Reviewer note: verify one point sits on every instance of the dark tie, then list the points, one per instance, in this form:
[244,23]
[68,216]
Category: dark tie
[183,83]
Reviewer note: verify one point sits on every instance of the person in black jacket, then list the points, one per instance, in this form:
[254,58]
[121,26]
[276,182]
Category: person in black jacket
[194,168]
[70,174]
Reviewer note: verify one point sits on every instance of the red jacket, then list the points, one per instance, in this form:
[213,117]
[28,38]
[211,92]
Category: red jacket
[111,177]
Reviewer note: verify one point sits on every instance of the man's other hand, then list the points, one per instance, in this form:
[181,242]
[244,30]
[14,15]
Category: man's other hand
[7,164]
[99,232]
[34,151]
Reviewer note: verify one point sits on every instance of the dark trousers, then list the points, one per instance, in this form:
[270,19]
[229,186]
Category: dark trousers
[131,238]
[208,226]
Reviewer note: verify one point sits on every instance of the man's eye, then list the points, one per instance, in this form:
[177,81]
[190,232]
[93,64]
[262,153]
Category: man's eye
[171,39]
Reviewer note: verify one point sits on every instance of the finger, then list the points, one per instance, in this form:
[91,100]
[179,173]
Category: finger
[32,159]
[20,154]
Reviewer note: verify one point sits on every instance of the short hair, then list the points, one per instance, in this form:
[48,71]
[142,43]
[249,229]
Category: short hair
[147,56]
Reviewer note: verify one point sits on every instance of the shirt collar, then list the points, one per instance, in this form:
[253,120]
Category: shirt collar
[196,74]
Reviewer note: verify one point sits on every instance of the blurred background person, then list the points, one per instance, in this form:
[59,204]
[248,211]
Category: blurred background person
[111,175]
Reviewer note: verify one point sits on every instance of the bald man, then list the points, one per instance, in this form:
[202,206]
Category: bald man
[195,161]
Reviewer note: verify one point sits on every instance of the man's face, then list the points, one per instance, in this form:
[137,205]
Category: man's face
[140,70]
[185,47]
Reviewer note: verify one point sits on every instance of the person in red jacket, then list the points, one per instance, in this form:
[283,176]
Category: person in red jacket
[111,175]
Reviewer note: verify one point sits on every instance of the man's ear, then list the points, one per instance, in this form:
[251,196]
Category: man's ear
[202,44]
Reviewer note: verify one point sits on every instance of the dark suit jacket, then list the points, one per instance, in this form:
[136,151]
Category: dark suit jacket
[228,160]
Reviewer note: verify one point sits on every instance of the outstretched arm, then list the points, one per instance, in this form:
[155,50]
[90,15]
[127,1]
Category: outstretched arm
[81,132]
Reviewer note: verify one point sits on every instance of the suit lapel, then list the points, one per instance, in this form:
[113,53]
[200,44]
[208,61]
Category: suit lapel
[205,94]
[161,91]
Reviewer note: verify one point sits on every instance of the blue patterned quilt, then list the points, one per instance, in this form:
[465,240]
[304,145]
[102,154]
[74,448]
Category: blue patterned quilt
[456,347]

Work to complete: Lay out the records as a numbered list with blank lines omitted, starting at the line that contains "of the outstretched" and ending with the final line of the records.

Solution for this task:
1. Reviewer note: verify one point sits on every instance of the outstretched arm, then list the points, one per instance, in this form:
2. [155,50]
3. [90,15]
4. [127,1]
5. Category: outstretched arm
6. [81,132]
7. Reviewer note: verify one point sits on every instance of the suit lapel, then list the points, one per instance, in this form:
8. [113,53]
9. [200,44]
10. [208,61]
11. Category: suit lapel
12. [205,94]
13. [161,91]
14. Reviewer note: verify one point sits on every instance of the blue patterned quilt, then list the points, one per instance, in this form:
15. [465,240]
16. [304,145]
17. [102,154]
18. [74,448]
19. Category: blue patterned quilt
20. [456,347]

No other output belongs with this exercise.